- Jobs
**a.** In the forum thread, where was the first poster when she saw a newborn at almost every table?
**b.** Please transcribe part of the forum thread, beginning at the words "## SUSZY (Nov" and stopping after "doing in Starbucks!!!!!".
**c.** Go on with the forum thread from its last line.

# Just had to post!



## MrsRedcap (Jan 6, 2006)

Hi all,

Bit of a rant here!

Went into Inverness today and it was like a baby fest in Starbucks...At virtually every table there was a pram with a newborn. Older babes I can deal with no problem but for some reason it really got to me today  

Why is it some days there's nothing and then it hits you all at once. It's like it's being rubbed in your face saying "ha ha we can have babies and you can't"

Anyone else had this?

Vicki x


----------



## kelway (Dec 9, 2006)

hi vicki, i know, it stinks doesn't it. school run is the worse, all the other mums at dd's nursery when i collect her are either pg or have newborns and i mean nearly all of them so i stand out like a thumb. i would find it so much easier to deal with if i had one, just one friend locally in the same position, but i haven't so i feel totally isolated. you are not alone. jox


----------



## SUSZY (Nov 3, 2006)

Dear Mrs REdnap
Sorry about the day you had the other day, it does seem to happen like that does it not , some days everyone seems to be pushing a buggy, carrying a baby, be pg , talking about it, or suddenly you hear about 4 people in one day being pg!
Not sure what to say other than what the hell are they doing in Starbucks!!!!!
These things are sent to try us.
I suppose they must look at us sometimes enviously as they have their hands full and as someone said on another thread they are probably covered in babysick and longing for 5 mins of peace!

- Dataset
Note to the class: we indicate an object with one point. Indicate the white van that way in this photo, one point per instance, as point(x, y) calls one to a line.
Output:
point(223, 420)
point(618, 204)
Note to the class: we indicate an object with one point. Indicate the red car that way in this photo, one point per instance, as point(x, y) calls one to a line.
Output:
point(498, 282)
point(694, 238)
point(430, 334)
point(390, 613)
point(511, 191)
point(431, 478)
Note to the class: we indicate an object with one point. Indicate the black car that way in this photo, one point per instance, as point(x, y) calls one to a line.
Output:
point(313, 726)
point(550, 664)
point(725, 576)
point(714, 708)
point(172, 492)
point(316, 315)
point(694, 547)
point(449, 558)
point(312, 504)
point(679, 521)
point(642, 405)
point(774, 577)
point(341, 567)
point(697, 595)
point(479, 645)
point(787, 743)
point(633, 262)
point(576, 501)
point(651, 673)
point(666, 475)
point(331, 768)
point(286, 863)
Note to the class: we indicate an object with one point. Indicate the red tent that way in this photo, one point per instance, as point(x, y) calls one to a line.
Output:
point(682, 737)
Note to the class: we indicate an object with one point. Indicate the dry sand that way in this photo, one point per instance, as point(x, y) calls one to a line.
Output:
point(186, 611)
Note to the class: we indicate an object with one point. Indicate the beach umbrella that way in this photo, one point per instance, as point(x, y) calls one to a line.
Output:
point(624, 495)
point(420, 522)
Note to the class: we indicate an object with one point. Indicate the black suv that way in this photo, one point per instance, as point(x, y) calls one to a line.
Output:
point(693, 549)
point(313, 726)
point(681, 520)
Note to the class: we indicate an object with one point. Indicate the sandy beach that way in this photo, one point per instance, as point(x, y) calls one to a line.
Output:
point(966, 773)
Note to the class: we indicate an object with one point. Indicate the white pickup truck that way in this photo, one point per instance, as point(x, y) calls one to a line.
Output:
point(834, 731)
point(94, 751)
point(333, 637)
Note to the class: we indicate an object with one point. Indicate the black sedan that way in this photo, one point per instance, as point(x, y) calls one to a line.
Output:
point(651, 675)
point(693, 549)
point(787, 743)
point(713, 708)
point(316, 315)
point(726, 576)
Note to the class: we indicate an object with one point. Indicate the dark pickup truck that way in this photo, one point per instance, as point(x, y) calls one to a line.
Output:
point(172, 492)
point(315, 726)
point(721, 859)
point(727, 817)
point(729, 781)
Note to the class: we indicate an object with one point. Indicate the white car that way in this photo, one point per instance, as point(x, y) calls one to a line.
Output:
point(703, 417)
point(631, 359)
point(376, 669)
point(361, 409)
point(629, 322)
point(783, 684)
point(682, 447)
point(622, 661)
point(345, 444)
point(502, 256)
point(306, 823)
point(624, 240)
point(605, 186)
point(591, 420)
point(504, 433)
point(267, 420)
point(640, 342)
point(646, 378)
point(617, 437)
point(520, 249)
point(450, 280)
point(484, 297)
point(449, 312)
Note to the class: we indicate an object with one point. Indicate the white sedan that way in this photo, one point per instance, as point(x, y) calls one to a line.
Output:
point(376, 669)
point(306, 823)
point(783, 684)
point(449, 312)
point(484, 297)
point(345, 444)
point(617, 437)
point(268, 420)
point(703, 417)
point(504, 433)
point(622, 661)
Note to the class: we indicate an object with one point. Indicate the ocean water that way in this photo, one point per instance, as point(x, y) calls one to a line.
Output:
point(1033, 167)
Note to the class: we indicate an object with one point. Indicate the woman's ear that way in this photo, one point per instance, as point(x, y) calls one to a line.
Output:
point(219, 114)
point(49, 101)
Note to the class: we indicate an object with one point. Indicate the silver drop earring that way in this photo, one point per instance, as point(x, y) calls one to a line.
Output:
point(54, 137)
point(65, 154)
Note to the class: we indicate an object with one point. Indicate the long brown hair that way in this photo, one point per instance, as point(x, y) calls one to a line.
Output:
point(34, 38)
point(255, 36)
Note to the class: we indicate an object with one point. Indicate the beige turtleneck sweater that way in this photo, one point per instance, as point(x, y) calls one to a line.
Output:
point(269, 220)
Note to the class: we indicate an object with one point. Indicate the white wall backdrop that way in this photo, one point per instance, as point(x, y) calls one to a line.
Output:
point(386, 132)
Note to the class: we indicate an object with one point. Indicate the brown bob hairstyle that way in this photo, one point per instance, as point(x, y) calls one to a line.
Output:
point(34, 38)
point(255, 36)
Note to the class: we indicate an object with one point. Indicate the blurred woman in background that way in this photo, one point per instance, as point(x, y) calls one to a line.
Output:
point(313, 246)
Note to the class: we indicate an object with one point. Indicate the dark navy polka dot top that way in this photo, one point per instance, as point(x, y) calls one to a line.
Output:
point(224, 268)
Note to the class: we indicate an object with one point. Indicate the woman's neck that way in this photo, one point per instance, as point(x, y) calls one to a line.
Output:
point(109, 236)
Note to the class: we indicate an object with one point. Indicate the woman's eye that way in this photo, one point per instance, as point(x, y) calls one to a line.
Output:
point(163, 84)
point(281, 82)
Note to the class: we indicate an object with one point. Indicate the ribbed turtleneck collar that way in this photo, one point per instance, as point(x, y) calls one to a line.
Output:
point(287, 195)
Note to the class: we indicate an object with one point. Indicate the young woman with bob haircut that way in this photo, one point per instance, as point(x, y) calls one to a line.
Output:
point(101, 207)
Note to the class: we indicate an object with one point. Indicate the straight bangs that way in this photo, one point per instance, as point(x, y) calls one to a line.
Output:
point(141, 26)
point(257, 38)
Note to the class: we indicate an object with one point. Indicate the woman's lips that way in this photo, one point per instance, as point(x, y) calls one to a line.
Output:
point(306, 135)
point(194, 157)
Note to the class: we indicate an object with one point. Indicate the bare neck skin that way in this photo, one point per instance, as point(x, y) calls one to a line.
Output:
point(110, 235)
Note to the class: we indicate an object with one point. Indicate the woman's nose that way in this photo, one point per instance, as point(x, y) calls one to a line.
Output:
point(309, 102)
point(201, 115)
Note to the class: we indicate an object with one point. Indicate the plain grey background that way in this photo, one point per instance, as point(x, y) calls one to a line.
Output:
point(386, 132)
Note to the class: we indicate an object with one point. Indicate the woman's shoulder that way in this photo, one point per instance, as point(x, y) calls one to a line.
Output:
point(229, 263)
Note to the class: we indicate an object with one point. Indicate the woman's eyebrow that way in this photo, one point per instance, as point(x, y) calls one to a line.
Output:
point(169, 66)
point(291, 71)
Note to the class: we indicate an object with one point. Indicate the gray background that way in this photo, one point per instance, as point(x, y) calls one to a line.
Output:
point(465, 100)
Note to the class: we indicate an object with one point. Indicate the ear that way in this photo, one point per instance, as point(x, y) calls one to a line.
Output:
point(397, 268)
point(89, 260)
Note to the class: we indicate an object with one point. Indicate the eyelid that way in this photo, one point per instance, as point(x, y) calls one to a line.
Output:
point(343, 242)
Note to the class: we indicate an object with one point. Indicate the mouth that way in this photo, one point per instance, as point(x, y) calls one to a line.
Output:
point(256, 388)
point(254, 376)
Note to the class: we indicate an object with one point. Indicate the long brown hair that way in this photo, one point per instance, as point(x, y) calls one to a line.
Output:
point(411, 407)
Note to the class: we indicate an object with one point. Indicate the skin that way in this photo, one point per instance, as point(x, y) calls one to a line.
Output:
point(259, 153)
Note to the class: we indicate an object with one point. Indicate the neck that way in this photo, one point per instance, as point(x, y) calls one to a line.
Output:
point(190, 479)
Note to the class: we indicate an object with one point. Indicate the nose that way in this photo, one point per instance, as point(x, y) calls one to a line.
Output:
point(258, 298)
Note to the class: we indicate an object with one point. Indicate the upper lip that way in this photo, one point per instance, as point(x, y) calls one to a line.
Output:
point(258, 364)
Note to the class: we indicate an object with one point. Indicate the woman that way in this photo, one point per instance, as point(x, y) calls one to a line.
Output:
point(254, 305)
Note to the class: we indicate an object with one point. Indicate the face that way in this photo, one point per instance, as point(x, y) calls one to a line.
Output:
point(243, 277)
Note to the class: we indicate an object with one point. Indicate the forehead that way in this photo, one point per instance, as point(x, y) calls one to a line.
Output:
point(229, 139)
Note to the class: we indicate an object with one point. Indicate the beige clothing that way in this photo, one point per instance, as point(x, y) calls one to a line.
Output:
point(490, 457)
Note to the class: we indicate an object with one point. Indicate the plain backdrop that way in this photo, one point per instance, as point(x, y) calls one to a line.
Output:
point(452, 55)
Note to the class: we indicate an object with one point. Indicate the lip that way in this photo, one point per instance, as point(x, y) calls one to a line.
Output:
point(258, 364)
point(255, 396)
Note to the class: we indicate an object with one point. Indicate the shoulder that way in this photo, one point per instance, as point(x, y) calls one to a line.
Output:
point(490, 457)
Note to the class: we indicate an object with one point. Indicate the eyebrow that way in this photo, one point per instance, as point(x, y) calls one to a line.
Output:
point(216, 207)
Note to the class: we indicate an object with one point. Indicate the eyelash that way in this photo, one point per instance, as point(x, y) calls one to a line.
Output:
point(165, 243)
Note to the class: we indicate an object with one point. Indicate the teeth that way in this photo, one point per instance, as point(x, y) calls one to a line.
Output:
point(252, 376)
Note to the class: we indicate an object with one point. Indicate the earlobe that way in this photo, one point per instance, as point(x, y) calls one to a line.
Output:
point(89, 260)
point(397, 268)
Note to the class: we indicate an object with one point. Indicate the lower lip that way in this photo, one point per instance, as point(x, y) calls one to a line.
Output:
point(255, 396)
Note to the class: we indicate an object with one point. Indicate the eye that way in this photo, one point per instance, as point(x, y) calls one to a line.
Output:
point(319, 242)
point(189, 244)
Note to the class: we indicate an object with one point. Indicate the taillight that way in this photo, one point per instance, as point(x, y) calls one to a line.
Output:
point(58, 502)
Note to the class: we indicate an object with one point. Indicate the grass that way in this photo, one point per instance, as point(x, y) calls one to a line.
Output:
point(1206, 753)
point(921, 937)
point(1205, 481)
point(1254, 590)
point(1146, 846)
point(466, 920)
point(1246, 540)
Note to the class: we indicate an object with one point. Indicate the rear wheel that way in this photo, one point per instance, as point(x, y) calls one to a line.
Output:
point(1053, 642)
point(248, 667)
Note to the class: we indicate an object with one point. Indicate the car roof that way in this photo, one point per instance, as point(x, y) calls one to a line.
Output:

- Results for the exercise
**a.** In a Starbucks in Inverness.

**b.**
## SUSZY (Nov 3, 2006)

Dear Mrs REdnap
Sorry about the day you had the other day, it does seem to happen like that does it not , some days everyone seems to be pushing a buggy, carrying a baby, be pg , talking about it, or suddenly you hear about 4 people in one day being pg!
Not sure what to say other than what the hell are they doing in Starbucks!!!!!

**c.**
anyway take care and see you on the boards
susie


----------



## missyb (Mar 19, 2007)

Hi ya!!! omg! thank goodness it's not just me.. i only joined the site a couple of days ago and so i've only just read your message. I have days where i feel that someone is having a great laugh at my expence. even on tv it seems everyone is pregnant or having a baby. we watched a film the other day and all of the residents of this island were [email protected]@dy pregnant!!! arrrrgggghhh i made hanging signs to my partner who knew what i meant and everyone else thought i was mad!!! so in answer to ur post. you're not alone honey. we all feel it.. when it gets bad you just have to hold on to the hope that one day it WILL be you, and that you'll appreciate it so much because it's something you've wanted so badly.

hope that helps.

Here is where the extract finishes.